Which lines of the listing below contain the word "white"? Show each of them in full.

Location annotation dataset excerpts
_ _ _ _ _ _ _

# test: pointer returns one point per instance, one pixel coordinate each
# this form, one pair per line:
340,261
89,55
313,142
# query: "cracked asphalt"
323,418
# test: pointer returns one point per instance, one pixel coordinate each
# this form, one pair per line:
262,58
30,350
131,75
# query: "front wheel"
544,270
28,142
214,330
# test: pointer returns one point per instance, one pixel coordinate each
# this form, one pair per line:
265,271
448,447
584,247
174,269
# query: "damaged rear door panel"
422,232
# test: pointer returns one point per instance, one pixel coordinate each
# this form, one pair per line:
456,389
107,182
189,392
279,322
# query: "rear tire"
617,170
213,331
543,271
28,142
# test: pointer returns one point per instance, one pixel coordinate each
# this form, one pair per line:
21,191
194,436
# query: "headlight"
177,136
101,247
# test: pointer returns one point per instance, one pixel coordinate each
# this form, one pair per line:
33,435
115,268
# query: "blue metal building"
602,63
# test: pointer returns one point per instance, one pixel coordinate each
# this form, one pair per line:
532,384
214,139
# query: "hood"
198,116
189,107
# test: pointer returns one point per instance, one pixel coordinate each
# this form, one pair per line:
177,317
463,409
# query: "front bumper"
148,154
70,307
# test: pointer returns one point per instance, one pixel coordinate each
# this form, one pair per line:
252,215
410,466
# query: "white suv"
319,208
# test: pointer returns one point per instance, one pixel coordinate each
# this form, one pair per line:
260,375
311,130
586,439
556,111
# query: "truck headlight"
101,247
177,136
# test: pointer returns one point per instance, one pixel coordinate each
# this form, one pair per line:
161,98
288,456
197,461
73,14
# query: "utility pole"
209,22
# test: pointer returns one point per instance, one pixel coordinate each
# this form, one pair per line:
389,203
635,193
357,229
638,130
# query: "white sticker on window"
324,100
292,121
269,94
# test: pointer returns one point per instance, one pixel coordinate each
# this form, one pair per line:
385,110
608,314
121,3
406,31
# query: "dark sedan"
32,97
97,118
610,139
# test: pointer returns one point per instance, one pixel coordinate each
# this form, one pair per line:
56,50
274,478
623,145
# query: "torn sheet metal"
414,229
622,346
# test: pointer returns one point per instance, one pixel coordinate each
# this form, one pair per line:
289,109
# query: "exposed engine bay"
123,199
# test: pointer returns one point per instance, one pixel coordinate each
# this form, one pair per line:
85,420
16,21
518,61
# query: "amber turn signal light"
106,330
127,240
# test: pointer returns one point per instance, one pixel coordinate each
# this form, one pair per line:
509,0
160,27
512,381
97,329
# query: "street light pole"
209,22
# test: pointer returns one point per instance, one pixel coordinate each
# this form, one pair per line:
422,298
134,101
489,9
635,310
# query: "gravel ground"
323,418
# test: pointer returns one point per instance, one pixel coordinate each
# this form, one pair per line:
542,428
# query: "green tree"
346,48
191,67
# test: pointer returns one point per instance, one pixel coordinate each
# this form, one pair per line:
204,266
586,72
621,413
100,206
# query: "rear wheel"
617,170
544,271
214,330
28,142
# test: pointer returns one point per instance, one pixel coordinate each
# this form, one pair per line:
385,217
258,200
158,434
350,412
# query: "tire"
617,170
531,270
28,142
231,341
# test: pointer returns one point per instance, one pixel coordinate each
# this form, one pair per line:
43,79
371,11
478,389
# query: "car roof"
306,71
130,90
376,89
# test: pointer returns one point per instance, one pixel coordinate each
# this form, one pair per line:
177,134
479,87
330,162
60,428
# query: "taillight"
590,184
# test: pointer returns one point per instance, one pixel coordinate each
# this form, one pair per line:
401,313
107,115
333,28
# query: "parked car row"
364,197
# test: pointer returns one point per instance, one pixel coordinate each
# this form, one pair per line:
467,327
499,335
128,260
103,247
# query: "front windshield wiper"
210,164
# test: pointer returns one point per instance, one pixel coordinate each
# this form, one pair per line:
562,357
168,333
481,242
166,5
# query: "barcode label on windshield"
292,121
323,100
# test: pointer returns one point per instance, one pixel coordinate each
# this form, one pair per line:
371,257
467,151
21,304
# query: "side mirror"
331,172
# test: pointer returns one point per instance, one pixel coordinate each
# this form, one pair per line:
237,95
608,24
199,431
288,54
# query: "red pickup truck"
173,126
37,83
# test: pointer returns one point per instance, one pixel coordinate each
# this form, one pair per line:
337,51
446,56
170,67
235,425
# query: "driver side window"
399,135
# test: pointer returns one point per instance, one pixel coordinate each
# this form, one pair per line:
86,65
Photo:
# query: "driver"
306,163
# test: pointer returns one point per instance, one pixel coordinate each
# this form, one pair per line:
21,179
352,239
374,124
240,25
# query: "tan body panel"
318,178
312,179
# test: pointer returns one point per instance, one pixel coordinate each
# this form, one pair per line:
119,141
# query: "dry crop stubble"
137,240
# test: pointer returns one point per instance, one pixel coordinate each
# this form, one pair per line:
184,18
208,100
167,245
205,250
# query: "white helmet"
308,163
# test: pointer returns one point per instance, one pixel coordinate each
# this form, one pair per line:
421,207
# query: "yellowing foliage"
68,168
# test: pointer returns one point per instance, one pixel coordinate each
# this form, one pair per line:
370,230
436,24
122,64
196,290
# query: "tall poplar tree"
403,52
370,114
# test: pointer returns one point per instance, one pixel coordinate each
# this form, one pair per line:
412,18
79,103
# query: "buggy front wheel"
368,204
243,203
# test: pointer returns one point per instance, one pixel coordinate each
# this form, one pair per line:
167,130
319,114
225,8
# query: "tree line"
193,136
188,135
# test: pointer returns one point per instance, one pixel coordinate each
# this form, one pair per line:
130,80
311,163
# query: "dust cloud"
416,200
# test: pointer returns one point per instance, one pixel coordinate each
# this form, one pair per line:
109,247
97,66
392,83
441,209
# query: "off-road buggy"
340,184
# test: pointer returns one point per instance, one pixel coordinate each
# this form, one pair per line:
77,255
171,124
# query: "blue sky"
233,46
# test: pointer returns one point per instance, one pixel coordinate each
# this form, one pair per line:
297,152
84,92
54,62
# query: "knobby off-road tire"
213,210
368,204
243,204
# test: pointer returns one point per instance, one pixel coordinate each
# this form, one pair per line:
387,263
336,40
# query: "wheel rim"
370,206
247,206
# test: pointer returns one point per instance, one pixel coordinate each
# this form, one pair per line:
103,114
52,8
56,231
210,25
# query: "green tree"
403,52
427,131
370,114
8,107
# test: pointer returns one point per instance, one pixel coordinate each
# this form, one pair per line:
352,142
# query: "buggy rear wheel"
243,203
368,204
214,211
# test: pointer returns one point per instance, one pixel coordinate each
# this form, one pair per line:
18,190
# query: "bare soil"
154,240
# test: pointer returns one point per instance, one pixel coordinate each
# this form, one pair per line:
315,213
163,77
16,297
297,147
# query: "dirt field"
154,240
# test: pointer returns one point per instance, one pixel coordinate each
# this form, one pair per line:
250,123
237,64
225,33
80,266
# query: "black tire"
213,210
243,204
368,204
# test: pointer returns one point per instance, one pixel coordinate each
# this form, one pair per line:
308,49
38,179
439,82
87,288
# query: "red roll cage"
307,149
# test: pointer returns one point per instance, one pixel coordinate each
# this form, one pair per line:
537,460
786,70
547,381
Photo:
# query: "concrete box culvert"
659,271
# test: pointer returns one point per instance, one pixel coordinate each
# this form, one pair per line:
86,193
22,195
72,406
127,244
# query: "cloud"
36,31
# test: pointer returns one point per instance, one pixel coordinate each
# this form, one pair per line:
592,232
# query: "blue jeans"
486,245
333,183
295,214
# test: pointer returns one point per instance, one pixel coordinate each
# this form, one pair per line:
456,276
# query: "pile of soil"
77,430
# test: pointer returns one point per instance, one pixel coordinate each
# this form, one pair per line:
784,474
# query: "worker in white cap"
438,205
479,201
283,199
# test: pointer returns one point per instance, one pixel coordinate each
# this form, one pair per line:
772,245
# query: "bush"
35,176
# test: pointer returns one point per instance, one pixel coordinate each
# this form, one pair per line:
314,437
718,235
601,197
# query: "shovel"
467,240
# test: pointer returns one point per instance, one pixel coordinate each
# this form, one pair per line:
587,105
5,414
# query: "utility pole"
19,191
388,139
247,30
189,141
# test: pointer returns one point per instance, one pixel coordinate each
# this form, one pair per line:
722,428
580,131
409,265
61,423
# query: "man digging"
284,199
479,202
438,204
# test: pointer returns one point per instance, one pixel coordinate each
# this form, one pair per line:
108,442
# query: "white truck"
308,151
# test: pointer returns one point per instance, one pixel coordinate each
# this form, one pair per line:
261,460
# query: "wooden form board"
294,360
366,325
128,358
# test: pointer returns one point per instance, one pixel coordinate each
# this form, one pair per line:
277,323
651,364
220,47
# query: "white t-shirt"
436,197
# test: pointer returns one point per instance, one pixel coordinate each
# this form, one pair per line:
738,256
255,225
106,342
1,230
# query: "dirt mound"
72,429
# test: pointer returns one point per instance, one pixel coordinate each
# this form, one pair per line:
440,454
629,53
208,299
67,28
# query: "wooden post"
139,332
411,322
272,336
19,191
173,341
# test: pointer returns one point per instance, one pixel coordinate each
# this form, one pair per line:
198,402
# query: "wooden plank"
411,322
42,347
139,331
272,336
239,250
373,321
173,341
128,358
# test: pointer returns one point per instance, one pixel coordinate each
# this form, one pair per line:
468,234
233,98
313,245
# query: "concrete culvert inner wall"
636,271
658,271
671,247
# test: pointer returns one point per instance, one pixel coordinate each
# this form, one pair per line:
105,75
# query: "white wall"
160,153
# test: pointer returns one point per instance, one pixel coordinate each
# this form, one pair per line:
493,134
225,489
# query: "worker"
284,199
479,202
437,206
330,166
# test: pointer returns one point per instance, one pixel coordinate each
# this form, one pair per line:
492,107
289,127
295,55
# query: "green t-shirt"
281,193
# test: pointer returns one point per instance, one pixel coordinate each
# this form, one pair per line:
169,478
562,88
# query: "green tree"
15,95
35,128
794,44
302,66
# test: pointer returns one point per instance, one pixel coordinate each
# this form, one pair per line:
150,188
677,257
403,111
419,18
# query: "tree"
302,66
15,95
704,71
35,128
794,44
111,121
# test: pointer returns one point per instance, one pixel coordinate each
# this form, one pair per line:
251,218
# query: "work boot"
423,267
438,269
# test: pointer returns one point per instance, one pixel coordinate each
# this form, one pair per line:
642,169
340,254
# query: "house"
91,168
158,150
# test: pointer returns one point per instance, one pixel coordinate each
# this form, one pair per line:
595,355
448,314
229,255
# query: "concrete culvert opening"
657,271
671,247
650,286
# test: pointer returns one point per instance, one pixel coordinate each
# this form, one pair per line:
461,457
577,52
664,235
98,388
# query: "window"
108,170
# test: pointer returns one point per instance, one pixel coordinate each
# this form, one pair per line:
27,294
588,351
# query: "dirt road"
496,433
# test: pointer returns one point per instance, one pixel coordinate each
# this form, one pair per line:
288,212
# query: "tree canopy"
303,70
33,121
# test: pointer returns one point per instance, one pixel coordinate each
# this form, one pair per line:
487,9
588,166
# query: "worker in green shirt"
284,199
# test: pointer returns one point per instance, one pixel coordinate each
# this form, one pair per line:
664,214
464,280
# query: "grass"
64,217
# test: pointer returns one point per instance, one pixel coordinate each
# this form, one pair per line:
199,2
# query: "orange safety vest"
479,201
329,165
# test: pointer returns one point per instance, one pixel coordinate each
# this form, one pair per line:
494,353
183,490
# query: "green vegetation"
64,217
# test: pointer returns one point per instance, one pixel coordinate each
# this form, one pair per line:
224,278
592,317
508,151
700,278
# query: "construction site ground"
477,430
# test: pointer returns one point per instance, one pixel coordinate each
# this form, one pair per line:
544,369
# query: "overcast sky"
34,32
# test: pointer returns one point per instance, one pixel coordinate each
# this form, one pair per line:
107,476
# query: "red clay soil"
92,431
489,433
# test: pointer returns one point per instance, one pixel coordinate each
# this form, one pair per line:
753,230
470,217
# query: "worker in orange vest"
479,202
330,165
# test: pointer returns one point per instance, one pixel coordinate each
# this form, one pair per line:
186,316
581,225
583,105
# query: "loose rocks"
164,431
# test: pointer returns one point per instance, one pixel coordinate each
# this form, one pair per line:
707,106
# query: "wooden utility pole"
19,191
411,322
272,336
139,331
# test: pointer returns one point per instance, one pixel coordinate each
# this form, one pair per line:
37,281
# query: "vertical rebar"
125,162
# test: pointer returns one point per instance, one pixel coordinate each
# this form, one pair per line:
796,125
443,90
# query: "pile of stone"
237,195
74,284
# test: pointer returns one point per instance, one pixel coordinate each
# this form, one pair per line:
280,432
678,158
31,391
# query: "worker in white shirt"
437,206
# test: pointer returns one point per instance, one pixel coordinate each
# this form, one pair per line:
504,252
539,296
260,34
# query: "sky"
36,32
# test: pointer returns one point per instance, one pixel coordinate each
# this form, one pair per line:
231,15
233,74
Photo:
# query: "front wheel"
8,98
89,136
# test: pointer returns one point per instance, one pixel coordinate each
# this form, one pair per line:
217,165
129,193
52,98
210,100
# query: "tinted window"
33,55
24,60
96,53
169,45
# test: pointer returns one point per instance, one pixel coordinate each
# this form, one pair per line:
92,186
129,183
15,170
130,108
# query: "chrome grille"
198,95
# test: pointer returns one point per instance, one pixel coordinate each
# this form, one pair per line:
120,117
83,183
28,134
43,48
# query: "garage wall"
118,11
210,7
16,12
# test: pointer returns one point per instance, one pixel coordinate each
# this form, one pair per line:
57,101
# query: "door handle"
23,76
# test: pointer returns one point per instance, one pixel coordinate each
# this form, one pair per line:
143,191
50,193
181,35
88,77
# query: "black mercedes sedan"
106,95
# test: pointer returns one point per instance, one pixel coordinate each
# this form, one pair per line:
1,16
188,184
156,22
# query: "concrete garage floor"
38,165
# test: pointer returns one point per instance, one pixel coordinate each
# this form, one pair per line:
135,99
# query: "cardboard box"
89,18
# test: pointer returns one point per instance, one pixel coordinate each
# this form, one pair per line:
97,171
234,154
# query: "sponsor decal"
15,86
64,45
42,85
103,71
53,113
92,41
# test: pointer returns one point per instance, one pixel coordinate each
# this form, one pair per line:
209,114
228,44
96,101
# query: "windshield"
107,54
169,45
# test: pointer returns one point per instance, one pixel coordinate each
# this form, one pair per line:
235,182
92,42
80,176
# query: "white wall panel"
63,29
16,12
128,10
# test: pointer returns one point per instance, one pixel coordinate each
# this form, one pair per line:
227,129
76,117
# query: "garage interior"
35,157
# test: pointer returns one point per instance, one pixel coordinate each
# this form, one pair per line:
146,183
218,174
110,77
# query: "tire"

_ _ _ _ _ _ _

● **ANSWER BELOW**:
# query: "white suv"
# query: "white sticker on window"
# query: "white helmet"
# query: "worker in white cap"
# query: "white truck"
# query: "white t-shirt"
# query: "white wall"
# query: "worker in white shirt"
# query: "white wall panel"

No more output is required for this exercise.